Une affaire de stratagème mise en œuvre par un courtier d’assurance entre 2007 et 2009 au détriment d’au moins trois assureurs, Axa, Financière Manuvie et Standard Life, connaît de nouveaux rebondissements en 2023.
Le 5 janvier, une juge de la Cour du Québec a déterminé à l’issue d’une série de recours des opposants que l’Agence de Revenu du Québec (ARQ) pouvait cotiser les clients qui avaient reçu de gros montants de ce courtier pour s’acheter de coûteuses polices d’assurance vie universelle.
Guillaume Chabot, qui a été radié à vie il y a 12 ans, était unique administrateur et actionnaire d’une compagnie qui portait le nom de Relève d’entreprise Élan inc. et faisait affaire sous le nom de Guillaume Chabot inc. et de Guillaume Chabot Services financiers inc. Selon l’Autorité des marchés financiers (AMF), Guillaume Chabot inc. était aussi le premier actionnaire du cabinet Sherpa Holding inc.
Au milieu des années 2000, Guillaume Chabot avait élaboré une manigance financière illégale qui lui permettait de toucher de substantielles commissions et bonis de compagnies d’assurance. Il invitait une clientèle aisée triée sur le volet à souscrire une police d’assurance vie universelle très onéreuse. Cette police devait demeurer en vigueur pendant une durée minimale de deux ans afin de lui garantir l’irréversibilité des commissions et bonis qu’il projetait de recevoir.
C’est toutefois son entreprise, Élan, qui avançait à ses clients les paiements, parfois aux montants énormes, qui étaient faits aux assureurs. L’un a reçu près de 450 000 $ en deux ans, un autre près de 300 000 $.

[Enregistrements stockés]
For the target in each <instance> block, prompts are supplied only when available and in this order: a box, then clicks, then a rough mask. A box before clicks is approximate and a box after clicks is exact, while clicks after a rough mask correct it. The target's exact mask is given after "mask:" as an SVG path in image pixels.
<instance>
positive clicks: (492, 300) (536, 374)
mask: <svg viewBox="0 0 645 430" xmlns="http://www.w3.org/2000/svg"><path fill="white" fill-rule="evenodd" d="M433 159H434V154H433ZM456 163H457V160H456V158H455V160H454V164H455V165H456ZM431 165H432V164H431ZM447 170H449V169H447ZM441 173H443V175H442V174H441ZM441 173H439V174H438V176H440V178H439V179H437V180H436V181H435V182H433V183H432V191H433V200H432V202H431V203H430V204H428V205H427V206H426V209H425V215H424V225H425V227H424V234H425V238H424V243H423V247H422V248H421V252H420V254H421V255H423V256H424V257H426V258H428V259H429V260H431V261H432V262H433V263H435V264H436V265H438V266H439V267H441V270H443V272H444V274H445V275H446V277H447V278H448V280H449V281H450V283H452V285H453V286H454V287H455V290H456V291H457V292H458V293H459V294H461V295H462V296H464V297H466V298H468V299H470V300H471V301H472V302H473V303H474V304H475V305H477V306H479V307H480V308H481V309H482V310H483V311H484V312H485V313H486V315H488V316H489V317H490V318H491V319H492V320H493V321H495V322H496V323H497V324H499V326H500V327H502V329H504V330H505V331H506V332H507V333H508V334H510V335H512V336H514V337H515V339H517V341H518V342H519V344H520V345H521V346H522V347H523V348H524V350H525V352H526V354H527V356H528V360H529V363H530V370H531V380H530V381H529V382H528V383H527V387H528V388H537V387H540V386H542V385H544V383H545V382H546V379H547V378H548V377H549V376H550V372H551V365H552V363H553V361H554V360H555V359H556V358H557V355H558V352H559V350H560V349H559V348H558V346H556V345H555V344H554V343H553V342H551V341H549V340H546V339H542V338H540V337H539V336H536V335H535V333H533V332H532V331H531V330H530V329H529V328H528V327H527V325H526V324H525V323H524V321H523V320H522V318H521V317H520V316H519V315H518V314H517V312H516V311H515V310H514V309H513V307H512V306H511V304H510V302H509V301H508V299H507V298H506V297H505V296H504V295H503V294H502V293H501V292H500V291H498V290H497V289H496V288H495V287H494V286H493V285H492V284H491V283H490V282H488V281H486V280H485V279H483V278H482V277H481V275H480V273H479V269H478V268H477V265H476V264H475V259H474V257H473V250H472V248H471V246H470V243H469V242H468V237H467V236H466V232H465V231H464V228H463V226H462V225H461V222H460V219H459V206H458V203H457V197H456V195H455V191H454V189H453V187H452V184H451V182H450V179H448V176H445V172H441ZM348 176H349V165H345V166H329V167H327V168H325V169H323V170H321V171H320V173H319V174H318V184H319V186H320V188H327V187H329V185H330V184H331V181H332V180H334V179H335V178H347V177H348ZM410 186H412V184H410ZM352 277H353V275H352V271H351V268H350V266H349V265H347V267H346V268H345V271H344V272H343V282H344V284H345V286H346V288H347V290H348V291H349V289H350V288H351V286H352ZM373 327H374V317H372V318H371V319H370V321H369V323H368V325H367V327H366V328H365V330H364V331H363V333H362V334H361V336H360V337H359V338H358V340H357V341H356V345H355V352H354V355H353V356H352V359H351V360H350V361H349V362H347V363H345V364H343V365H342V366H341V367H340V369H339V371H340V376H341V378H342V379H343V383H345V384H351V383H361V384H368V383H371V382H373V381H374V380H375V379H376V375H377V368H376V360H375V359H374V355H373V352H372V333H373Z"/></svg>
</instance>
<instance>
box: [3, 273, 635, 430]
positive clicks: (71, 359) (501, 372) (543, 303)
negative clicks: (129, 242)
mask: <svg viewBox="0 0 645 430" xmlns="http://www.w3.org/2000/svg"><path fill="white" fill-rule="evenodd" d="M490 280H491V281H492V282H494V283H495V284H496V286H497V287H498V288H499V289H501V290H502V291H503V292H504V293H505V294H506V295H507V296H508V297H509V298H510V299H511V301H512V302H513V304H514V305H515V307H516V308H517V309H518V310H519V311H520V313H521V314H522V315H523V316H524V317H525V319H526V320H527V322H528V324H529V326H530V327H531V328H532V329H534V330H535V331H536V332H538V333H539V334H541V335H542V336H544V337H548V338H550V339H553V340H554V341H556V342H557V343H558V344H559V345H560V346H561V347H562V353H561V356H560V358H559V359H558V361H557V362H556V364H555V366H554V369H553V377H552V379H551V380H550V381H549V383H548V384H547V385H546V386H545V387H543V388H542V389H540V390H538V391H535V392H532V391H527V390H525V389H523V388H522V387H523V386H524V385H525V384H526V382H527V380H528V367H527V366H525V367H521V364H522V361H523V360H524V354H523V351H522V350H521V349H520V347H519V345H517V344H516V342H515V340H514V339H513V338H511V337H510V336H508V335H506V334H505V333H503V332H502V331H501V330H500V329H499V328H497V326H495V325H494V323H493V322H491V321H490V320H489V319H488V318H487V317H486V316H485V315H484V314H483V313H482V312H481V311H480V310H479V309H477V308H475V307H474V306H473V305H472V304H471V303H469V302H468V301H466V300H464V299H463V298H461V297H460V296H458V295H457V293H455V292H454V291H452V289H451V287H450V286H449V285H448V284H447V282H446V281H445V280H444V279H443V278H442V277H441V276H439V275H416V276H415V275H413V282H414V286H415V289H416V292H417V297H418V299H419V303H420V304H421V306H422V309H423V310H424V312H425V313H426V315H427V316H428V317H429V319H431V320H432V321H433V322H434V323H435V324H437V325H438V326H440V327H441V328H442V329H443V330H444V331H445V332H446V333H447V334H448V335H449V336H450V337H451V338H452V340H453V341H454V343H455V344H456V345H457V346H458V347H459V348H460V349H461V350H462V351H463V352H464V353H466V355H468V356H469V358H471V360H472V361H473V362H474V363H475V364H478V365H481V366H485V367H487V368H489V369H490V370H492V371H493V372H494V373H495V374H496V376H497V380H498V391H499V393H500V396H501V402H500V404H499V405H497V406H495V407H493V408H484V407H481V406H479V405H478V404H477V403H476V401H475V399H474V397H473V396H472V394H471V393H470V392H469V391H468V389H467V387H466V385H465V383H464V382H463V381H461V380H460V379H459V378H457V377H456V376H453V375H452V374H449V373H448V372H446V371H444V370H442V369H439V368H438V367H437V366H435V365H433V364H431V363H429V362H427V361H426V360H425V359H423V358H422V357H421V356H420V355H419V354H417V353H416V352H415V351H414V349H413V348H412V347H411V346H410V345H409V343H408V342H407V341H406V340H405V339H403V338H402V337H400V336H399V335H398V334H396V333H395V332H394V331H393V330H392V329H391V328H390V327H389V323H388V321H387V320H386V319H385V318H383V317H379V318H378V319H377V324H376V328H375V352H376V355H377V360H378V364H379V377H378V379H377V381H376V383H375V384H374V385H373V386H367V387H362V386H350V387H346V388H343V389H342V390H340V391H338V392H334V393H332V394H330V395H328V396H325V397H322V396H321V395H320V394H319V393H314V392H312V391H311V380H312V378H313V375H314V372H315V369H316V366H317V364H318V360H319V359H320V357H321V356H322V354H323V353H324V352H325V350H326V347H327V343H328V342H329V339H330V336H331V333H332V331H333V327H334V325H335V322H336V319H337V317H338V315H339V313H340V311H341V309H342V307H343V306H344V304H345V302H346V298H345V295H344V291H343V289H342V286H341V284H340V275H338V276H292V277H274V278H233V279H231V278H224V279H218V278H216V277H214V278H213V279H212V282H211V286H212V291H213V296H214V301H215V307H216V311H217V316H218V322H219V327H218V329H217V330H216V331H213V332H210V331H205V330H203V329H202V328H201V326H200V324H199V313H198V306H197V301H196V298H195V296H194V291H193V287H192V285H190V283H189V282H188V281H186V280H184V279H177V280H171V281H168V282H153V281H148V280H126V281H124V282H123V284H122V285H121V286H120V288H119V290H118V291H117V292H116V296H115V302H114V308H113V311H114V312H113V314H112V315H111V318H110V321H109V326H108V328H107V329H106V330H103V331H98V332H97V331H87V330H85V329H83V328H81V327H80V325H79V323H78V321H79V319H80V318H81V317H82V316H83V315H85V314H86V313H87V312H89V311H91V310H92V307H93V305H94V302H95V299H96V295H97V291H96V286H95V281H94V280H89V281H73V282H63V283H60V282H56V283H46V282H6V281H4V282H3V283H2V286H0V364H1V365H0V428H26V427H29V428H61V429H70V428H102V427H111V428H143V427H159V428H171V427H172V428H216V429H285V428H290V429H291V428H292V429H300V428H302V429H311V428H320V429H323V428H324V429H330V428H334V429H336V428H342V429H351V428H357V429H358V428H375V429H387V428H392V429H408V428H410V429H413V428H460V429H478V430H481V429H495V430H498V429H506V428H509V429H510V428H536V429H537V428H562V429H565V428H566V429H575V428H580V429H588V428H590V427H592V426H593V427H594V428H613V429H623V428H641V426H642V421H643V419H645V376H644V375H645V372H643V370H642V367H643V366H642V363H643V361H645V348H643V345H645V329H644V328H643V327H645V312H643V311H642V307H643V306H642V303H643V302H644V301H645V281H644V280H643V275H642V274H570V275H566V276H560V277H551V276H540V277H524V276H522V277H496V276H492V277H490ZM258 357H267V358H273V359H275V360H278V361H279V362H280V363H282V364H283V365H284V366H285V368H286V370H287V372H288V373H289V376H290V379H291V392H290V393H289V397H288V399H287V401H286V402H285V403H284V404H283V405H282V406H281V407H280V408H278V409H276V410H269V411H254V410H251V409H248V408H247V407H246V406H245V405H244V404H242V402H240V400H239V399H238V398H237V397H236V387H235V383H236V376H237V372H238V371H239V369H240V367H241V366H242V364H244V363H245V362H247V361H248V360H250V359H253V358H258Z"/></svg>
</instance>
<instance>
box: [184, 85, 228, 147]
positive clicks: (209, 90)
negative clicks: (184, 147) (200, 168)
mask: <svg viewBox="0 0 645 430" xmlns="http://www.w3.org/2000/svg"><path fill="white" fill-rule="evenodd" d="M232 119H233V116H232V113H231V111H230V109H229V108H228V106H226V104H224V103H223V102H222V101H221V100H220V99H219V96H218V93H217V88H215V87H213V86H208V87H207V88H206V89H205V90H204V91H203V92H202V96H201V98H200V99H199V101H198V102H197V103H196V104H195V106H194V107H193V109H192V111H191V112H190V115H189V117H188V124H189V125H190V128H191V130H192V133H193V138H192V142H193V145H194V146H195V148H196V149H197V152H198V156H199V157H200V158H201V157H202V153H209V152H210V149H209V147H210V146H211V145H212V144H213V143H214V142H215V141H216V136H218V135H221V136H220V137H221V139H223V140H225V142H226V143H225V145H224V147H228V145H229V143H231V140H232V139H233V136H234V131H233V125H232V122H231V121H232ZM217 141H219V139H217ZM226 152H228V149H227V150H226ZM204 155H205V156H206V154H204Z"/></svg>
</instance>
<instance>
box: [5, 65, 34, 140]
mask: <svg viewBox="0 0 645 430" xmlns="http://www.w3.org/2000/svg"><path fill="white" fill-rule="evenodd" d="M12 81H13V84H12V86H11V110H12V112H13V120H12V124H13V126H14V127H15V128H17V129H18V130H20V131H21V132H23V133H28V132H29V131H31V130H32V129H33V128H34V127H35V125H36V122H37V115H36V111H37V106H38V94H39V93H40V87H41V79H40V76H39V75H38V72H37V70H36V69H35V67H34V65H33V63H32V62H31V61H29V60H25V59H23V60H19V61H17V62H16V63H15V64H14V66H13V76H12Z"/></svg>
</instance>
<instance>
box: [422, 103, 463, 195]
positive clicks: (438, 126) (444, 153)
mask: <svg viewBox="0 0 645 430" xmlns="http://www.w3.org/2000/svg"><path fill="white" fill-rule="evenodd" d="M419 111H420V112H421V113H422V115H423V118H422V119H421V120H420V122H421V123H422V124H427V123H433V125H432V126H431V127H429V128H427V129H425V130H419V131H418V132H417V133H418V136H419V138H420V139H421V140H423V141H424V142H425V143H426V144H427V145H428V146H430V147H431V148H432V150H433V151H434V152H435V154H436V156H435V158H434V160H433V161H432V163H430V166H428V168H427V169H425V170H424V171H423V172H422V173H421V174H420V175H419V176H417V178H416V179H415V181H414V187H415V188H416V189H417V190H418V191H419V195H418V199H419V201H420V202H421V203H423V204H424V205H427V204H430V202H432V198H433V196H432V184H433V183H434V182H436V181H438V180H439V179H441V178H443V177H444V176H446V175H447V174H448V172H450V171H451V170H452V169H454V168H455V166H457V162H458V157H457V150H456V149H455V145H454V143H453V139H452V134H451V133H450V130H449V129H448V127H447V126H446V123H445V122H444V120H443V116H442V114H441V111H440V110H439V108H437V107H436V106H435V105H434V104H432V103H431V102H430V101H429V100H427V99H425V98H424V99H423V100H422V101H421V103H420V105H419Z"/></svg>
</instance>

## Consigne 1
Recopiez fidèlement le passage de l'article sur l'affaire Guillaume Chabot qui commence par les mots contenant « C’est toutefois son » et se termine par « de 300 000 $. ».
## Consigne 2
Rédigez la suite de l'article sur le stratagème du courtier Guillaume Chabot, en reprenant juste après sa dernière phrase.

## Réponse attendue 1
C’est toutefois son entreprise, Élan, qui avançait à ses clients les paiements, parfois aux montants énormes, qui étaient faits aux assureurs. L’un a reçu près de 450 000 $ en deux ans, un autre près de 300 000 $.

## Réponse attendue 2
Au total, ce sont plus de 2 millions de dollars (M$) qu’il a remis en 2007-2008-2009 à ceux qui ont embarqué dans son manège afin de payer les polices. Lorsque les mensualités de l’assurance étaient exigibles, ils effectuaient eux-mêmes les paiements auprès de l’assureur. Dans un cas, la prime annuelle de la police correspondait à 36 344 $, dans le cas le plus élevé à 272 244 $.
Maximum de rémunération et surcommissions
Guillaume Chabot recrutait ses clients parmi sa propre clientèle d’assurés, auprès d’amis, de références ou en tirant avantage de son titre d’associé principal de Sherpa Holding. Les gens d’affaires qu’il visait possédaient un minimum d’un million de dollars d’actifs afin de justifier les hauts montants d’assurance de la police qu’il leur procurait auprès des assureurs.
Une enquête menée par l’AMF, qui a conduit à la radiation d’inscription de Sherpa Holding et de Relève d’entreprise Élan en 2012, a démontré que Guillaume Chabot et son associé dans Sherpa Holding, Christian Déry, de Déry Capital, pouvaient vendre plus d’un produit d’assurance vie auprès d’assureurs multiples pour un même client et en acquitter l’ensemble des primes, multipliant ainsi le montant des commissions touchées.
En 2007, 2008 et 2009, Guillaume Chabot ne cachait pas aux clients qui embarquaient dans son stratagème qu’il ciblait des volumes de commissions et de « surcommissions » supplémentaires dans le cadre de la vente du produit d’assurance vie universelle auquel ils devaient souscrire. Il visait les primes les plus payantes pour chacun de ses clients, ce qui lui permettait d’obtenir « le maximum de rémunération par dossier », note-t-on dans le jugement de la Cour.
Les assurés qui entraient dans son jeu le faisaient en toute connaissance de cause. En retour, ils bénéficiaient à coût nul d’une garantie de paiement qui variait entre 3 M$ et 7 M$ advenant leur décès pendant que la police était en vigueur.
Les remboursements de primes sont courants dans l’ouest du Canada où cette façon de faire est permise en respect des codes d’éthique, contrairement au Québec, et Guillaume Chabot en était très conscient. Il versait à ses clients les montants dix jours à l’avance au cas où il lui arriverait quelque chose, car il ne voulait pas qu’ils financent leurs fortes primes.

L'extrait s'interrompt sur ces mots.